-- SUPPLIED INFORMATION start --
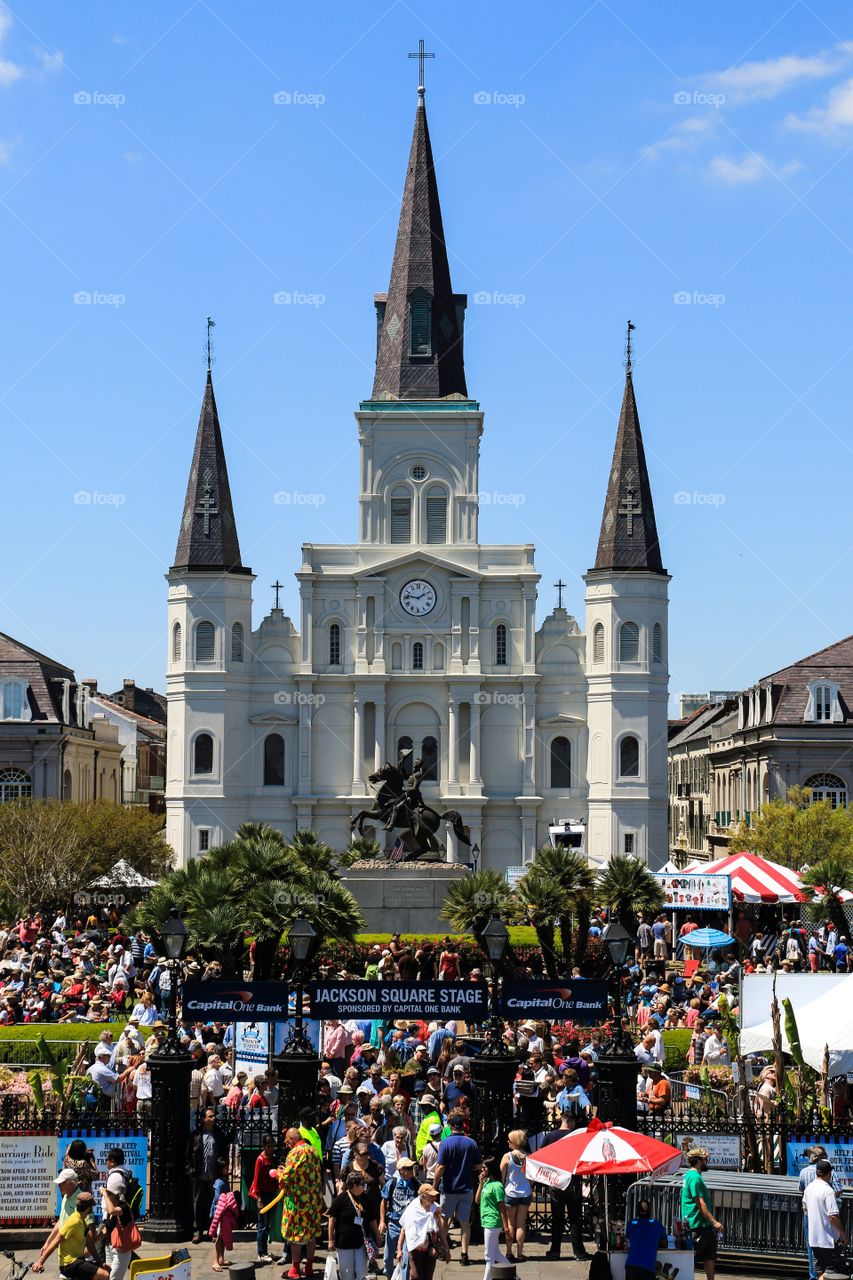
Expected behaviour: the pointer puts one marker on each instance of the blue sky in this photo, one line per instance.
(597, 160)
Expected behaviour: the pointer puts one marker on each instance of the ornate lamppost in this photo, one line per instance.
(297, 1065)
(616, 1063)
(170, 1197)
(495, 1068)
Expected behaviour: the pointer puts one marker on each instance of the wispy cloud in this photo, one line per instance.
(775, 76)
(831, 119)
(747, 169)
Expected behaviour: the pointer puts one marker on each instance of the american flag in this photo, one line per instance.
(397, 851)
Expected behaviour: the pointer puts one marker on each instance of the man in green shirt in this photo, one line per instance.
(696, 1211)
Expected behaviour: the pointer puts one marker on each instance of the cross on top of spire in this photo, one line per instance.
(422, 55)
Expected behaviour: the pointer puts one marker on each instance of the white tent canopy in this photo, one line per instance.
(123, 876)
(822, 1005)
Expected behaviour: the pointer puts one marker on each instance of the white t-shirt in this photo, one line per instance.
(820, 1205)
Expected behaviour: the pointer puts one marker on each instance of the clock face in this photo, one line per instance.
(418, 598)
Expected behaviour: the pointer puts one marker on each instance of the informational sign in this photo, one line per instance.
(697, 892)
(584, 1000)
(136, 1160)
(27, 1173)
(236, 1001)
(356, 999)
(723, 1148)
(251, 1047)
(839, 1155)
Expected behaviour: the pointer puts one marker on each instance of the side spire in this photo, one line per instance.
(208, 535)
(420, 319)
(628, 540)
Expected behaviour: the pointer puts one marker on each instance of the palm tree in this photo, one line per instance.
(573, 882)
(473, 900)
(830, 877)
(626, 887)
(542, 906)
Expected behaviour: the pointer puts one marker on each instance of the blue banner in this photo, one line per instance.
(136, 1160)
(583, 1000)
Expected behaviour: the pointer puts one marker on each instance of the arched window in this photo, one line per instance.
(429, 755)
(420, 332)
(629, 643)
(400, 516)
(334, 644)
(629, 758)
(436, 515)
(561, 763)
(828, 786)
(203, 754)
(14, 785)
(273, 760)
(205, 641)
(500, 645)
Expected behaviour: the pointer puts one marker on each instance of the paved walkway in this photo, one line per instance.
(537, 1267)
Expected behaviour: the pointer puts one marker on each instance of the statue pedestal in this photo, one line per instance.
(402, 897)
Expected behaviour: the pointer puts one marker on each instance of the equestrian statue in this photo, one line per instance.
(398, 804)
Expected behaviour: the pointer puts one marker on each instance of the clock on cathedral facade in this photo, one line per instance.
(418, 635)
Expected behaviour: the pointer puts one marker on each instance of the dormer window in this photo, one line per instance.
(14, 703)
(822, 704)
(420, 327)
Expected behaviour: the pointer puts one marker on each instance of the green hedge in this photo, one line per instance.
(676, 1043)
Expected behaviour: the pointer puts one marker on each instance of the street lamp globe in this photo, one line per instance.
(174, 935)
(496, 940)
(619, 942)
(301, 940)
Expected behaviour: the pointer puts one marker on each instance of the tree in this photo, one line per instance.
(797, 831)
(51, 849)
(473, 900)
(626, 887)
(255, 887)
(553, 892)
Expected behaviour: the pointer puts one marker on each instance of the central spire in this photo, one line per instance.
(420, 319)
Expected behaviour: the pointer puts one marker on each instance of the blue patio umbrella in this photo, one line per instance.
(706, 940)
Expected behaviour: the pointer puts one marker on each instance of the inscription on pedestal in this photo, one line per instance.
(404, 896)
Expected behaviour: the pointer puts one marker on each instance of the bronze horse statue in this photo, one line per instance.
(398, 804)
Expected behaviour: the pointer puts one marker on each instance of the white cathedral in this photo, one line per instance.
(419, 635)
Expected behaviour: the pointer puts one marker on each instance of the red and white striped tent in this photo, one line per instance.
(755, 880)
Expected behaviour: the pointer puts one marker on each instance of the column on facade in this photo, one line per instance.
(452, 745)
(475, 781)
(357, 782)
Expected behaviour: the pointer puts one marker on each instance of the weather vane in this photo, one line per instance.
(420, 55)
(628, 347)
(211, 324)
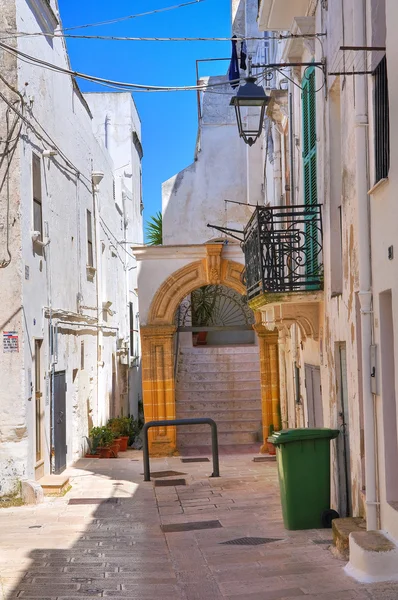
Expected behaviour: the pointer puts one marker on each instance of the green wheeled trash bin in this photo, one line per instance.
(303, 457)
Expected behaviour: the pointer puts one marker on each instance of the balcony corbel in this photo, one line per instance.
(306, 315)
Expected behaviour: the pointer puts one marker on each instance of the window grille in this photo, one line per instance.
(381, 121)
(37, 197)
(90, 253)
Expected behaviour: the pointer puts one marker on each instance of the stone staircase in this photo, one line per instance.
(223, 383)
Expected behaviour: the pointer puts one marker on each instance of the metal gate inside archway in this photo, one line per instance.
(216, 315)
(217, 371)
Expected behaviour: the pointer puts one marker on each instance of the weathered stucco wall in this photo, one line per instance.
(55, 277)
(195, 196)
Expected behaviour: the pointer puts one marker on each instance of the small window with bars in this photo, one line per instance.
(381, 121)
(37, 197)
(90, 253)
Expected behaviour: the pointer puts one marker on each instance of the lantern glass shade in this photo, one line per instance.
(250, 95)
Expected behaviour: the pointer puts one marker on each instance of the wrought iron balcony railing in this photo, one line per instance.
(283, 250)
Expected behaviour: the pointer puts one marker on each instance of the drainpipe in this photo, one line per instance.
(97, 177)
(277, 166)
(364, 260)
(291, 144)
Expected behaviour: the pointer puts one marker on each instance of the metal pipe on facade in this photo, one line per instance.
(364, 262)
(277, 166)
(291, 144)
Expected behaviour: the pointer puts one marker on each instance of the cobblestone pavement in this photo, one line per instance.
(113, 545)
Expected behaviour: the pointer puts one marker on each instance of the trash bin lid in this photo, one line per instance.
(297, 435)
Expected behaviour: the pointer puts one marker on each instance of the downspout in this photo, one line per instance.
(127, 298)
(98, 275)
(277, 166)
(364, 262)
(291, 145)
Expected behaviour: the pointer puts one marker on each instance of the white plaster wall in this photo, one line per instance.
(57, 274)
(115, 121)
(157, 263)
(195, 196)
(384, 271)
(339, 313)
(14, 444)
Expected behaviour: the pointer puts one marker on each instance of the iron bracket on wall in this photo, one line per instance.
(176, 422)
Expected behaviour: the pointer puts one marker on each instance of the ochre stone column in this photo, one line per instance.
(158, 385)
(269, 377)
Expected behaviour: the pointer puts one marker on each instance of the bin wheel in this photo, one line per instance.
(328, 516)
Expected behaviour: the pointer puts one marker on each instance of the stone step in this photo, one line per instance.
(220, 350)
(231, 376)
(54, 484)
(205, 449)
(241, 361)
(217, 386)
(231, 437)
(373, 557)
(341, 531)
(218, 367)
(246, 425)
(217, 414)
(218, 400)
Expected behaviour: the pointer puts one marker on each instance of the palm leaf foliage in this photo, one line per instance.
(154, 231)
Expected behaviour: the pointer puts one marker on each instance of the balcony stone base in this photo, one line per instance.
(282, 310)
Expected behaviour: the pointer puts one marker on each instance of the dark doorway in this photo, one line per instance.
(314, 396)
(60, 421)
(343, 441)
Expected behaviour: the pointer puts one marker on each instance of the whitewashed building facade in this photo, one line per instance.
(329, 150)
(70, 200)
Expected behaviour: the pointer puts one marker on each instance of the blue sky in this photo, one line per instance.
(169, 120)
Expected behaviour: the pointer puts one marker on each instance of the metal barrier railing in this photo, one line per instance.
(176, 422)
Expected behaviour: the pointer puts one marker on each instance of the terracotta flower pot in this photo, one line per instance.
(202, 338)
(105, 452)
(115, 447)
(124, 440)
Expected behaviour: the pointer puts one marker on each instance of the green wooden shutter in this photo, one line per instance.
(310, 174)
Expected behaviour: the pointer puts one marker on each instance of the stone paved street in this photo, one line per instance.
(116, 548)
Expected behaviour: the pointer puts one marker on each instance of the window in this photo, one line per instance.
(37, 198)
(382, 121)
(38, 399)
(90, 254)
(310, 169)
(132, 337)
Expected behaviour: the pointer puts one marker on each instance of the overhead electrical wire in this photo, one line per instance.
(129, 17)
(12, 35)
(119, 84)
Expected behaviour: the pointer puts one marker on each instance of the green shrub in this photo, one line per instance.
(120, 426)
(101, 437)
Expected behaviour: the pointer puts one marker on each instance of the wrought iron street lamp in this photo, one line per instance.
(250, 95)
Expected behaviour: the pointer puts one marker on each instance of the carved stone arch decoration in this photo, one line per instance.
(158, 377)
(184, 281)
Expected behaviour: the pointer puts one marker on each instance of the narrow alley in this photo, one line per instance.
(112, 535)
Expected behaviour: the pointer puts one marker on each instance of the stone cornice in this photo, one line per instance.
(190, 251)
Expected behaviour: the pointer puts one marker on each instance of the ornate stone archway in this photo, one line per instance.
(158, 345)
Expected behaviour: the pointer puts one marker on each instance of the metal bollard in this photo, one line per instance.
(176, 422)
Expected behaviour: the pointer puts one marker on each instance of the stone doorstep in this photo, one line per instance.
(54, 484)
(341, 531)
(373, 557)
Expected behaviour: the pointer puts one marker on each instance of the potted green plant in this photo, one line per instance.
(203, 301)
(270, 445)
(104, 437)
(120, 426)
(92, 443)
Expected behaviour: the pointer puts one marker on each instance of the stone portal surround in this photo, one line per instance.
(157, 339)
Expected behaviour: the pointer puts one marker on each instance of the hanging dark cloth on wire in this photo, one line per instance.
(233, 71)
(243, 56)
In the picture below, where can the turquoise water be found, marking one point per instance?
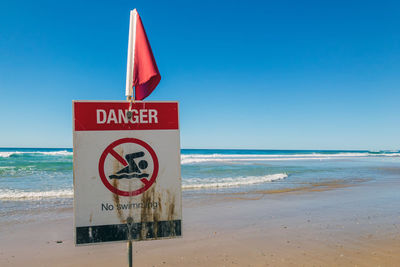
(44, 174)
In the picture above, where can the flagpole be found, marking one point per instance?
(130, 96)
(129, 92)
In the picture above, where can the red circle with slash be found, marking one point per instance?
(110, 150)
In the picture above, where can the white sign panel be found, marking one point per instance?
(127, 179)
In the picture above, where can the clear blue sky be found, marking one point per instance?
(247, 74)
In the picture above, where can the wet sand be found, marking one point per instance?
(327, 225)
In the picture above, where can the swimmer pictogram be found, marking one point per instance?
(139, 163)
(133, 170)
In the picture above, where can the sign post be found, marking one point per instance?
(127, 182)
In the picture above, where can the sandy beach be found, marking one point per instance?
(352, 225)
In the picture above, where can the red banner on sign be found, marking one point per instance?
(109, 116)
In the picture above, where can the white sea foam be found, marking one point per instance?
(197, 183)
(15, 195)
(7, 154)
(199, 158)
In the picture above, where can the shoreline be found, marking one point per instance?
(347, 226)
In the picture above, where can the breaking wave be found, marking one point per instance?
(200, 158)
(197, 183)
(7, 154)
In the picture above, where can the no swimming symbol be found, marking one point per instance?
(139, 162)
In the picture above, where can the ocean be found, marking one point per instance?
(42, 177)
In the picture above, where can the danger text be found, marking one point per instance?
(120, 116)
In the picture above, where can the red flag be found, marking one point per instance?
(142, 71)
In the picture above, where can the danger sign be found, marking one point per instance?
(126, 168)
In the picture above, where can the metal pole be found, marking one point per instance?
(130, 253)
(129, 222)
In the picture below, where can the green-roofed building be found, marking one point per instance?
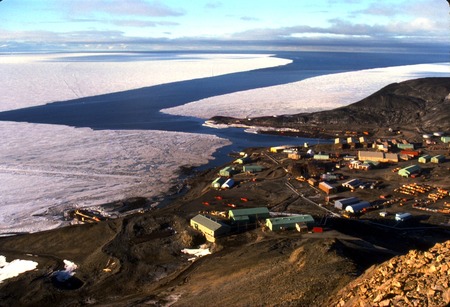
(405, 146)
(289, 222)
(321, 157)
(227, 171)
(217, 183)
(408, 171)
(250, 214)
(252, 168)
(209, 227)
(445, 139)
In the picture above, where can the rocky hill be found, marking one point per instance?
(415, 279)
(420, 104)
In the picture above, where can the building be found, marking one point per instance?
(445, 139)
(294, 155)
(210, 228)
(405, 146)
(327, 188)
(312, 182)
(248, 215)
(280, 148)
(252, 168)
(390, 157)
(321, 157)
(377, 156)
(342, 203)
(289, 222)
(227, 171)
(228, 184)
(411, 153)
(352, 184)
(358, 207)
(438, 159)
(402, 216)
(410, 170)
(425, 159)
(217, 183)
(243, 160)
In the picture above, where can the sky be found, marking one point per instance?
(420, 25)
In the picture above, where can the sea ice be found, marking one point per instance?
(46, 168)
(14, 268)
(309, 95)
(30, 79)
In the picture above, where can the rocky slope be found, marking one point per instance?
(420, 104)
(415, 279)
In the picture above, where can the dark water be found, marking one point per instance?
(140, 109)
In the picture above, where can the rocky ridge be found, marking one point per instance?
(415, 279)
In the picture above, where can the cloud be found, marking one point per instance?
(121, 7)
(247, 18)
(141, 23)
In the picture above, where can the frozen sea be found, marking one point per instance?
(84, 129)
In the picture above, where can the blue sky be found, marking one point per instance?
(226, 24)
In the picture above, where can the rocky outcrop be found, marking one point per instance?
(415, 279)
(421, 104)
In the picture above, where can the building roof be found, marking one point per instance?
(363, 155)
(425, 157)
(357, 207)
(207, 222)
(249, 211)
(438, 157)
(347, 201)
(411, 169)
(291, 219)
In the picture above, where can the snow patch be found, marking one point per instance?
(197, 252)
(14, 268)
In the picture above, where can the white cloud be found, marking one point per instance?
(121, 7)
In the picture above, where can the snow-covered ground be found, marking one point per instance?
(309, 95)
(46, 168)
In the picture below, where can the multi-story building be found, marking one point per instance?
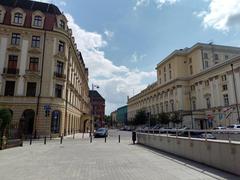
(98, 107)
(113, 118)
(121, 115)
(41, 68)
(198, 82)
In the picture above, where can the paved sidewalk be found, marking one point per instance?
(80, 160)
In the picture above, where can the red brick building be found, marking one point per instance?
(98, 107)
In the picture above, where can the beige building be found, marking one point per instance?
(196, 81)
(40, 66)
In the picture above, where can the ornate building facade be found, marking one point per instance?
(198, 82)
(41, 69)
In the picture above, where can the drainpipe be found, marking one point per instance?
(40, 88)
(67, 84)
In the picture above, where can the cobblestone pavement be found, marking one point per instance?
(80, 160)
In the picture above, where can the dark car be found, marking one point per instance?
(101, 132)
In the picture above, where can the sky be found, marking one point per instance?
(122, 41)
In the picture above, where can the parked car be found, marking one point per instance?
(207, 135)
(101, 132)
(234, 126)
(219, 128)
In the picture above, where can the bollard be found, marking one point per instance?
(134, 137)
(45, 140)
(90, 139)
(61, 139)
(31, 140)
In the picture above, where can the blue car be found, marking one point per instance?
(101, 132)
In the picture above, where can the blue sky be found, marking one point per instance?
(123, 40)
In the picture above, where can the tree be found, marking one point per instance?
(163, 118)
(140, 117)
(176, 118)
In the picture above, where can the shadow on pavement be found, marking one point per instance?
(202, 168)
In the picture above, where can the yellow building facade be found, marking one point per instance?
(198, 82)
(41, 69)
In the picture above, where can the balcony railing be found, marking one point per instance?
(59, 75)
(11, 71)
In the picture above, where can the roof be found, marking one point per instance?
(32, 6)
(93, 94)
(187, 50)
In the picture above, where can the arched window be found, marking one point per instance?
(62, 24)
(18, 18)
(55, 122)
(37, 21)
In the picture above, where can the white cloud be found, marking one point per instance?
(221, 14)
(109, 34)
(158, 3)
(137, 57)
(116, 82)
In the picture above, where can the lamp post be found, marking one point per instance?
(235, 92)
(190, 100)
(92, 119)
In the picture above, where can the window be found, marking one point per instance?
(18, 18)
(58, 91)
(194, 105)
(35, 41)
(31, 89)
(62, 24)
(207, 83)
(191, 69)
(226, 100)
(37, 21)
(172, 105)
(9, 88)
(12, 62)
(15, 39)
(225, 87)
(224, 77)
(226, 57)
(206, 64)
(59, 67)
(205, 56)
(33, 64)
(61, 46)
(166, 106)
(208, 102)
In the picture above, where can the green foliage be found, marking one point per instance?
(176, 118)
(163, 118)
(5, 120)
(140, 118)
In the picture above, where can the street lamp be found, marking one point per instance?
(92, 123)
(235, 92)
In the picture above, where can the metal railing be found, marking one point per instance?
(10, 71)
(225, 134)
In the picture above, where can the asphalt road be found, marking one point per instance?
(81, 160)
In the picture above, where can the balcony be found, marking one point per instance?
-- SUPPLIED INFORMATION end --
• _EXERCISE INSTRUCTIONS_
Rescale the material above, from its start down to the line containing "(839, 1155)", both ends included. Reproduce every line, requests included, and multiply each point coordinate in the answers by 2.35, rounding to whole numbers with halves rounded up, and omit the pictures.

• _RESULT_
Expected behaviour: the pointer puts one marker on each instance of the blue sky in this photo, one line per instance.
(1403, 376)
Expected behaviour: the pointer puts one marker on each instance of the ornate lamppost in this photo, one line per instance.
(698, 2503)
(1448, 2498)
(400, 2813)
(1163, 2510)
Expected behaviour: the pointer puts one marker on each instance of the wispy cloud in this photo, one line per instance.
(1821, 179)
(1953, 280)
(1755, 397)
Expected behaviour: the pointer puts one marker on each instance of the american flag in this photo, one line per instance.
(933, 2000)
Expected behaviour: the pointer puts one marker on each instance of the man in green shirt in this photo, one line per instance.
(1636, 2846)
Expected behaviour: the pointer puts one marker on each instance of the cross on top of spire in this photo, one line per instance.
(992, 129)
Expected behaviour: the pointer puts one marker on each instance of the white tent canopy in this photo, one line per instance.
(289, 2059)
(1932, 2362)
Expected behaviour: the pointer puts one marker on each instance of the white t-shirt in this photo, one line per instance.
(1927, 2832)
Expected behaviour: the pointer puts one marker on each instance of the clock face in this photo, one line per instance.
(982, 1405)
Expected behaviour: the pointer puts one marker on each instance of the informational sign in this photo, one line per instance.
(1638, 2096)
(1372, 2350)
(320, 2726)
(63, 2757)
(555, 2352)
(837, 2348)
(1699, 2698)
(590, 2460)
(1972, 2714)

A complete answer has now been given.